» **Excerpted text**
▶

Lindsey Scherf

Personal information
- Nationality: American
- Born: September 18, 1986 (age 39)

Sport
- Country: United States
- Sport: Track and field
- Event(s): middle– and long-distance running
- College team: Harvard University, University of Oregon

= Lindsey Scherf =

American long-distance runner

Lindsey Scherf (born September 18, 1986) is a retired American middle and long-distance runner. In 2005, she ran 32:51.20 to set the American Junior Record for 10 km. In 2005, she set the American Junior Record for 5 km Indoor Track.

During her career, Scherf was issued with two competition bans due to violations of doping rules. Her first ban in 2007 was for one year and her second ban of four years is set to run from 2021 to 2025.

==NCAA==
Scherf participated in NCAA Cross Country and Track and Field at Harvard and The University of Oregon. Scherf was a three-time NCAA Division I All-American as a freshman during 2004–05. Scherf finished 18th at the 2005 IAAF World Cross Country Junior Championships in France, the second-best finish by an American woman under-20 since 1992.

==Professional==
Scherf placed sixth at the 2005 US Cross Country Championships to earn a spot on the US Junior Cross Country Team and finished 18th at the 2005 IAAF World Cross Country Junior Championships in France, the second-best finish by an American woman under-20 since 1992.

In 2009 Scherf competed at the 2009 IAAF World Cross Country Championships – Senior women's race.

In 2015, she won the Fifth Third River Bank Run (functioning as the US 25 km championships).

Scherf placed second on USATF's USA Road Circuit in 2016 after a seventh-place finish in road 5 km championships. On December 11, 2016, Scherf placed second in 2:34:05 at the 2016 Honolulu Marathon.

Scherf broke the indoor marathon world record at the 2018 Armory NYC Indoor Marathon World Record Challenge Presented by NYRR with 2:40:55.

◀

» **What you are asked to do**
Reproduce the part of the article on Lindsey Scherf starting with "During her career, Scherf" and going on through "2021 to 2025.".

(Image-grounded pointing data)
▶

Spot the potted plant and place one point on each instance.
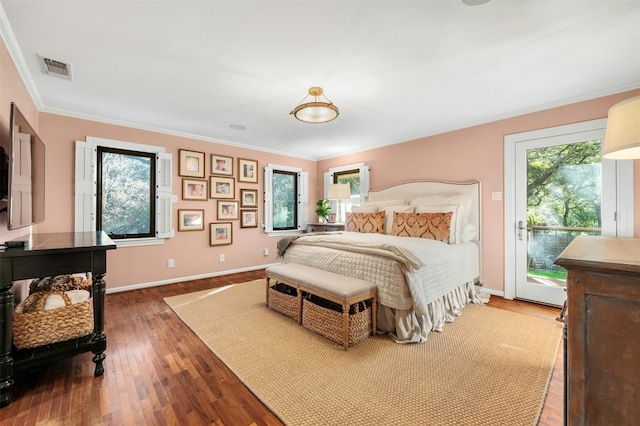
(322, 209)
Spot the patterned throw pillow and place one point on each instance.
(434, 226)
(372, 223)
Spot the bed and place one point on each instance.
(419, 242)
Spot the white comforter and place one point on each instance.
(410, 273)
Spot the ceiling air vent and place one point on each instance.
(56, 68)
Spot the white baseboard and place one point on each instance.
(189, 278)
(493, 292)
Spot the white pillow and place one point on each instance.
(364, 209)
(437, 200)
(454, 228)
(395, 202)
(468, 232)
(388, 215)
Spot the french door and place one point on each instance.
(561, 187)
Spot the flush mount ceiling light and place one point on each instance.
(316, 111)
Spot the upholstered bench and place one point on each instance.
(336, 288)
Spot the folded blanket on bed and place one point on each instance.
(400, 249)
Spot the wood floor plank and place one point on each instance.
(158, 372)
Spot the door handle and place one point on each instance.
(521, 227)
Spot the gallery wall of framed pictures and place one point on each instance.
(229, 204)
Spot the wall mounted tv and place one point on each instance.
(24, 189)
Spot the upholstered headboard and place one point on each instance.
(421, 189)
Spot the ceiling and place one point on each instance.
(397, 70)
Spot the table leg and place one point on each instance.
(6, 360)
(99, 341)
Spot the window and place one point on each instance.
(357, 176)
(123, 189)
(285, 198)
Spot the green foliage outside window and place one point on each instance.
(563, 187)
(284, 200)
(126, 194)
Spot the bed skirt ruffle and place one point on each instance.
(406, 326)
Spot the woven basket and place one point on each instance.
(327, 322)
(39, 327)
(62, 283)
(284, 299)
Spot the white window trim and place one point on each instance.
(86, 190)
(364, 179)
(622, 219)
(302, 199)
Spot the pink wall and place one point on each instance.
(191, 251)
(476, 153)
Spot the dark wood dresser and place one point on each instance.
(603, 331)
(45, 255)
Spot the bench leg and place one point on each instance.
(374, 316)
(299, 290)
(267, 295)
(345, 325)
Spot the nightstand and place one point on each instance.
(324, 227)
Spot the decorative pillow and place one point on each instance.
(464, 201)
(381, 203)
(389, 210)
(372, 223)
(454, 229)
(434, 226)
(364, 209)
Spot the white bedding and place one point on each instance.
(421, 283)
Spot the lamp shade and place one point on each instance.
(339, 191)
(316, 111)
(622, 137)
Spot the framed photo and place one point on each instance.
(220, 233)
(190, 220)
(194, 189)
(247, 170)
(222, 187)
(221, 165)
(248, 218)
(248, 198)
(227, 210)
(191, 163)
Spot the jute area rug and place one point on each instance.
(488, 367)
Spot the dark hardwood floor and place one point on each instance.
(158, 372)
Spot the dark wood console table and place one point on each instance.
(602, 370)
(46, 255)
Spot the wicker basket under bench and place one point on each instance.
(299, 292)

◀

» **Finished exercise**
During her career, Scherf was issued with two competition bans due to violations of doping rules. Her first ban in 2007 was for one year and her second ban of four years is set to run from 2021 to 2025.